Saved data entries
** START **

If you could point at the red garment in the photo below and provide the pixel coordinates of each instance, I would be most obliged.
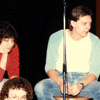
(12, 65)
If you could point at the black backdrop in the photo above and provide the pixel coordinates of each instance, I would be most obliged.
(35, 21)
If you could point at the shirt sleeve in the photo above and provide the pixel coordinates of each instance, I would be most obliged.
(2, 71)
(13, 68)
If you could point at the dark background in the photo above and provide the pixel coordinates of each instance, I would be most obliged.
(35, 21)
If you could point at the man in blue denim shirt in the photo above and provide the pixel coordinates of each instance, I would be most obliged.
(82, 50)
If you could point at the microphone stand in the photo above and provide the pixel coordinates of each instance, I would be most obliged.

** END **

◆ Problem to work on ◆
Print every row above verbatim, leaving out the pictures.

◆ Right answer ◆
If you could point at the red garment in the photo below and provide the pixel coordinates of each instance, I would be most obliged.
(12, 65)
If you could point at the black backdrop in the photo above and provide the pixel coordinates of each instance, I would be most obliged.
(35, 21)
If you could point at the shirt sleeve in the photo above and provide the pixel coordinates of each instance, I would be most obliged.
(2, 71)
(13, 68)
If you could point at the dark background in the photo above and provide the pixel coordinates of each instance, I would be most obliged.
(35, 21)
If you could point at the man in blue denim shirt in the photo above and provide the pixel coordinates of each instance, I would be most obliged.
(82, 50)
If you could point at the microphone stand in the photo above and provide the pixel coordinates of each instance, I would be most obliged.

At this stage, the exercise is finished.